[Coordinate annotation rows]
--------------------------------------------------

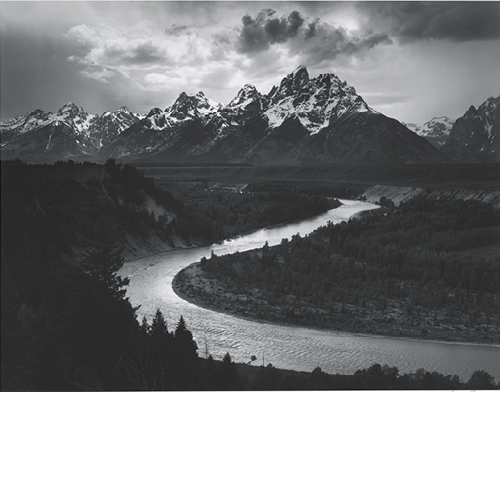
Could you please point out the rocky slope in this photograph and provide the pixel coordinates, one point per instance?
(436, 130)
(301, 121)
(475, 136)
(68, 133)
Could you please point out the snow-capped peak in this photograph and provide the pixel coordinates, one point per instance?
(314, 102)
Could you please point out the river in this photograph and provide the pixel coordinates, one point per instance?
(290, 347)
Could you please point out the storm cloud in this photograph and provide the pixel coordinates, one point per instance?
(456, 21)
(299, 35)
(265, 30)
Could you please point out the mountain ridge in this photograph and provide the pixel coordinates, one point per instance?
(301, 120)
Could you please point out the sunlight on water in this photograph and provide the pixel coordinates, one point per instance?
(289, 347)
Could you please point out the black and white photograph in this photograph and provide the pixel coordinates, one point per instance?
(250, 249)
(250, 196)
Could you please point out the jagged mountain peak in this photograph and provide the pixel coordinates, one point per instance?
(292, 83)
(436, 130)
(247, 93)
(316, 102)
(475, 136)
(70, 108)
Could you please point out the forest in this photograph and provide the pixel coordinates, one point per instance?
(428, 269)
(67, 324)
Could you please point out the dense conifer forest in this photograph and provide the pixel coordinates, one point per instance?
(429, 268)
(66, 322)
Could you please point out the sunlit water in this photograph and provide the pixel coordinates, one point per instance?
(290, 347)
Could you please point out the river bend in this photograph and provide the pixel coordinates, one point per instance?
(290, 347)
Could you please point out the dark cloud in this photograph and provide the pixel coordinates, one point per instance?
(265, 30)
(456, 21)
(319, 39)
(176, 30)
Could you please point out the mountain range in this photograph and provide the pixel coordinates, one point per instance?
(300, 121)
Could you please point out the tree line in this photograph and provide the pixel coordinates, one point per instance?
(429, 258)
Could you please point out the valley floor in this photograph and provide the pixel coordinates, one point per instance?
(193, 284)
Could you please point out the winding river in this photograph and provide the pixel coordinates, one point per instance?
(290, 347)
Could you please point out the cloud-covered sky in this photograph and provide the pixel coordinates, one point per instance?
(408, 60)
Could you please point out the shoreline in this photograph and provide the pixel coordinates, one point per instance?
(190, 245)
(230, 311)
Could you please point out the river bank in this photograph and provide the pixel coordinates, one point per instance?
(193, 285)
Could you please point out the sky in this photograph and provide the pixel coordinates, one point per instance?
(409, 60)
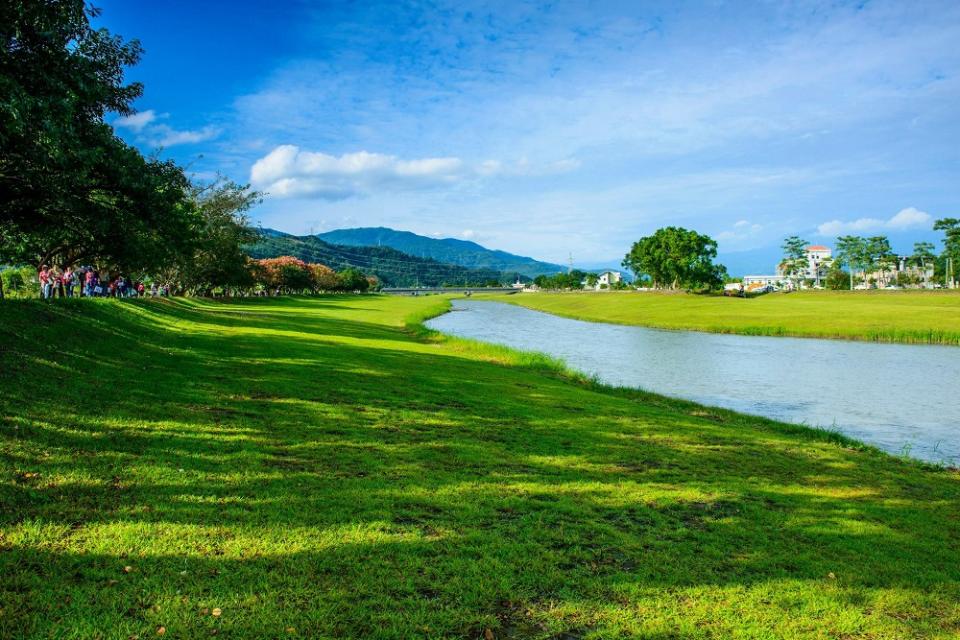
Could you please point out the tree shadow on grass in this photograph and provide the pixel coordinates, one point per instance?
(364, 489)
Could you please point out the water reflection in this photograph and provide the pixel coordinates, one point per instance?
(901, 398)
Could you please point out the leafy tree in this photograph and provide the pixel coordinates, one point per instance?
(852, 251)
(286, 273)
(215, 258)
(837, 278)
(922, 256)
(675, 257)
(323, 277)
(880, 256)
(18, 280)
(795, 262)
(353, 280)
(70, 190)
(951, 244)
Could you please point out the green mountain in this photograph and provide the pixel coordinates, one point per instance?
(393, 268)
(446, 250)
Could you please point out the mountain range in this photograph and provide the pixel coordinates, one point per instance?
(446, 250)
(392, 267)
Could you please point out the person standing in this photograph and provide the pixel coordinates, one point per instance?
(60, 285)
(44, 276)
(69, 281)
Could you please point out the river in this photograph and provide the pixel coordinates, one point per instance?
(904, 399)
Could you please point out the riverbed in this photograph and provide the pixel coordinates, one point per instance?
(904, 399)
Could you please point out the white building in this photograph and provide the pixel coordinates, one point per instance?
(754, 282)
(607, 279)
(819, 259)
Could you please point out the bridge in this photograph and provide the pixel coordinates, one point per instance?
(425, 291)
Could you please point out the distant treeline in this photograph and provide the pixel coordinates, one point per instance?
(392, 268)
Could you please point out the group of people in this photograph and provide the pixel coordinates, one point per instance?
(87, 282)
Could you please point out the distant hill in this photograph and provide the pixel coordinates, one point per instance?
(393, 268)
(446, 250)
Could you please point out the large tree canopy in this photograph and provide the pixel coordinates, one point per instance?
(70, 190)
(675, 257)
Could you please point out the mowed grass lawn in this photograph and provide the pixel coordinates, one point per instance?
(926, 317)
(313, 468)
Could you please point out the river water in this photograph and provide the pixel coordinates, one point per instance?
(900, 398)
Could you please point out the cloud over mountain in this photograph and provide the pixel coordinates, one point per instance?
(909, 218)
(288, 171)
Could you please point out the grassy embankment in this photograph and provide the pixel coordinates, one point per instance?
(922, 317)
(315, 468)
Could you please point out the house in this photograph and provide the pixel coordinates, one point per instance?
(757, 282)
(819, 259)
(607, 279)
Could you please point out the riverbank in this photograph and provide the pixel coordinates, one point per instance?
(327, 467)
(913, 317)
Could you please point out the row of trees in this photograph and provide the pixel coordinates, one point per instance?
(867, 256)
(574, 279)
(676, 258)
(73, 193)
(292, 275)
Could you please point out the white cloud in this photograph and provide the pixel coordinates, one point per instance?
(136, 121)
(147, 129)
(909, 218)
(288, 171)
(742, 230)
(163, 136)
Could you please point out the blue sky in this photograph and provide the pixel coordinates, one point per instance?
(558, 128)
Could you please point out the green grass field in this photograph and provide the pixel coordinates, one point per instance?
(326, 468)
(924, 317)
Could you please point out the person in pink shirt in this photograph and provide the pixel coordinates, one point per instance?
(44, 276)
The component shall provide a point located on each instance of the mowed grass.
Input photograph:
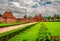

--------------------------------------------------

Instruction
Reproduce every one of the rows above verbatim, omitting the pictures from your output.

Task result
Could you please point out the rocky slope in this photograph and provide the pixel coordinates, one point per instance?
(436, 130)
(301, 121)
(475, 136)
(68, 133)
Could you please point out the snow-capped peak in this photograph and provide the pixel coordinates, one point per instance?
(314, 102)
Could you please point out the river in this photograph and provide the pixel coordinates, one point per instance?
(290, 347)
Could you please point out the storm cloud in this photograph and provide the pixel coordinates, one point per instance?
(456, 21)
(299, 35)
(265, 30)
Could you please point out the mountain ridge in this photograph and provide the pixel coordinates, one point per instance?
(301, 120)
Could you please point out the sunlight on water in this photograph and provide the pixel coordinates, one point per instance?
(289, 347)
Could you please point out the black and white photograph in this photograph and provide the pixel coordinates, one point per instance?
(250, 249)
(250, 196)
Could you please point out the jagged mountain peak in this photograph and provide the pixel coordinates, one point per instance?
(292, 83)
(436, 130)
(247, 93)
(316, 102)
(475, 136)
(70, 108)
Could you please point out the forest in this photograph and provide the pixel coordinates, one point per instance?
(428, 269)
(67, 324)
Could you please point out the dense conifer forest in this photograph and provide the pixel coordinates, one point per instance?
(429, 268)
(66, 322)
Could you please point out the sunlit water in this photograph and provide the pixel coordinates, one point per instance?
(290, 347)
Could you please point out the river bend in this photograph and provide the pixel coordinates, one point per instance?
(290, 347)
Could you please point out the dark cloud in this photograph and provide the pixel coordinates, one point per instance?
(265, 30)
(456, 21)
(319, 39)
(176, 30)
Could you please point out the mountain range in this photograph and provide the pixel coordinates, one point per instance?
(300, 121)
Could you please point out the tree line in this photograph and provide the pixel coordinates, one point per instance?
(429, 258)
Could you please point out the valley floor in this photograph and provide the pixel coordinates, one point per instance?
(193, 284)
Could you please point out the winding river in this photograph and provide the pixel coordinates, one point per instance?
(290, 347)
Could you please point out the cloud-covered sky in this photograph and provide the pixel coordinates, one point per instance?
(408, 60)
Could you please point out the shoreline in this photograph and provide the pixel coordinates, one point per instance?
(190, 245)
(230, 311)
Could you please point out the river bank in this photograph and provide the pixel coordinates, one point per instance?
(193, 285)
Could you please point out the sky in this photograph and provide the pixel coordinates, one point per instance?
(409, 60)
Could you please point out the tree shadow on grass in this photograph and provide the pixel coordinates, one point per instance?
(364, 489)
Could you please point out the water reflection in this photograph and provide the pixel coordinates, one point per instance?
(901, 398)
Could you please point out the leafy tree in this photograph and provide the pixel coordinates, one point per instance?
(852, 251)
(286, 273)
(215, 258)
(837, 278)
(922, 256)
(675, 257)
(323, 277)
(880, 256)
(18, 280)
(795, 262)
(353, 280)
(70, 190)
(951, 244)
Could you please point out the green mountain in this photograph and provide the pixel coordinates, one point per instance?
(393, 268)
(446, 250)
Could you please point out the mountain range in this photograph and provide the pixel coordinates, one point per instance?
(446, 250)
(392, 267)
Could you please point out the person standing in this photograph and provide the pixel coordinates, one point per instance?
(60, 285)
(44, 276)
(69, 281)
Could you please point out the river in this photograph and provide the pixel coordinates, one point per instance?
(904, 399)
Could you please point out the riverbed in this photograph and provide the pixel coordinates, one point per instance?
(904, 399)
Could you please point out the white building in this photograph and provide the pixel coordinates, one point per instance?
(754, 282)
(607, 279)
(819, 259)
Could you please point out the bridge in this photograph and provide the pixel coordinates, one point per instance?
(425, 291)
Could you please point out the distant treeline in this photograph and provide the pixel coordinates, one point per instance?
(392, 268)
Could you please point out the group of people in this photograph and provide the pixel coordinates, one point per instance?
(87, 282)
Could you please point out the distant hill in this photograph and provide the pixel coordinates, one point per instance?
(393, 268)
(446, 250)
Could you please point out the large tree canopy in this photograph and provide the pixel coordinates, one point per instance?
(70, 190)
(675, 257)
Could you please point out the mowed grass lawn in this photograph and provide the pixel coordinates, one point per instance?
(926, 317)
(313, 468)
Could you please point out the river water in this photograph and provide the pixel coordinates, one point per instance?
(900, 398)
Could you please point out the cloud over mountain in this photograph and provide the pixel coordinates, one point per instance?
(909, 218)
(288, 171)
Could you please point out the grassy embankment in this photograph and provide the pixel coordinates, one point per instance?
(922, 317)
(315, 468)
Could you please point out the house in this photograph and provide the pixel coordinates, one point per instance?
(757, 282)
(819, 259)
(607, 279)
Could you please point out the riverbank in this photograph and provide the pixel coordinates, one point per instance?
(327, 467)
(913, 317)
Could you please point out the row of trees in this photograph and provide the pixel coordinates, one point per instance?
(867, 256)
(574, 279)
(676, 258)
(73, 193)
(292, 275)
Could you please point out the white cloud in this photograph and provide the pixel coordinates, one point per instance?
(136, 121)
(147, 129)
(909, 218)
(288, 171)
(742, 230)
(163, 136)
Could you please point out the blue sky in this photograph and provide the pixel coordinates, one point per instance?
(558, 128)
Could you please point out the green grass field in this photograph and provide the pixel coordinates, one point per instance?
(326, 468)
(924, 317)
Could you please point out the person in pink shirt in this photograph and provide the pixel coordinates, one point per instance?
(44, 276)
The component shall provide a point located on each instance of the mowed grass.
Input photograph:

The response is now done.